**EXCERPTED RECORDS:**

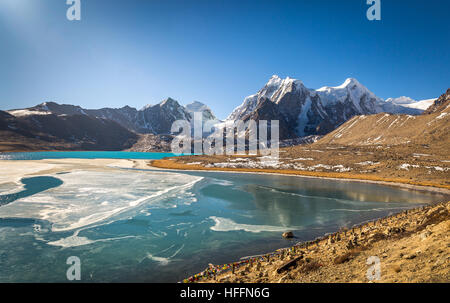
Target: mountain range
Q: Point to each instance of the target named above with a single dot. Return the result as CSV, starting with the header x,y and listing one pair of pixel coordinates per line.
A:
x,y
304,112
301,111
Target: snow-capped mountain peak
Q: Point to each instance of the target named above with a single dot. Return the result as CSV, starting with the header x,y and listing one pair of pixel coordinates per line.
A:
x,y
411,103
302,111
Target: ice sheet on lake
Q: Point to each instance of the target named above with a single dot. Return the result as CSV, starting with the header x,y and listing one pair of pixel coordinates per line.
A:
x,y
224,224
88,197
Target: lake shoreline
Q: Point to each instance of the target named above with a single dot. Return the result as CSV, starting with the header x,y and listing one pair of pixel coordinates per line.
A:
x,y
410,246
168,164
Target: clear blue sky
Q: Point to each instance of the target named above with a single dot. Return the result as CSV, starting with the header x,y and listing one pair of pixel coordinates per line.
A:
x,y
137,52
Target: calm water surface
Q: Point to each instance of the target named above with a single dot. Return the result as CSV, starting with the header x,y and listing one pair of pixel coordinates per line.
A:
x,y
147,226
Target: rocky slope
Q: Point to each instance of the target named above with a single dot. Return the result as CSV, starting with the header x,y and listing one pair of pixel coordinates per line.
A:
x,y
47,131
152,119
430,128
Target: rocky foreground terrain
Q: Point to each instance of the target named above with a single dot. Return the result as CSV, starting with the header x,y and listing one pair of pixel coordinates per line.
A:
x,y
412,246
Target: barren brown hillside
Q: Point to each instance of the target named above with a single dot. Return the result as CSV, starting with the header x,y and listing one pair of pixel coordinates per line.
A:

**PROBLEM TO WORK ON:**
Reproduce all of the data above with every occurrence of "lake" replaced by "pond" and everything else left unchanged. Omit the pictures from your output.

**SOLUTION BELOW:**
Target: mountain range
Q: Point to each instance of the target named above with a single dot. Return the result as CSV, starting with the header x,y and listing one pair of pixel coordinates per line.
A:
x,y
304,112
301,111
Target: snow-capped mountain peak
Q: Point to each instance of the target named above with a single dot. Return the result as CSV, starting with the header x,y and listing one pair of pixel coordinates per line.
A:
x,y
411,103
302,111
Target: ice sheet on pond
Q: Point to each instance of the target named above with a single dot. Return the result as CSV, starting with the header x,y and listing one pair of pixel coordinates per line.
A:
x,y
224,224
88,197
Target: pond shoreline
Q: Point to each instance of the target named above with a single dot. Return the result as CSV, starting with the header x,y and listing one pair of pixel coordinates per line.
A:
x,y
410,246
168,164
Target: clear blue sky
Q: Point to each instance of the target named above with a single dot. Return the result as CSV, starting with the header x,y and listing one pair of pixel coordinates per line.
A:
x,y
137,52
Target: calm water surface
Q: Point to each instance of the target named above with a single dot. Return the result as CSV, starting with the header x,y and listing one pair of pixel coordinates per line.
A:
x,y
147,226
Target: rocky slope
Q: Point to each instance of the target named above with a single dot. Return the result as CSV, starting with the header x,y and listing one pair of pixel coordinates per line.
A:
x,y
47,131
152,119
430,128
Target: rocky foreground terrain
Q: Point to each instance of the target named above with a single dot. Return the result as CSV, starting with the header x,y and listing one pair of pixel coordinates per line.
A:
x,y
412,246
Target: barren brown hillside
Q: Point to each instance of the target named above with a single dot. Return the result as CSV, starting with the header x,y and listing one pair of pixel coordinates per line.
A:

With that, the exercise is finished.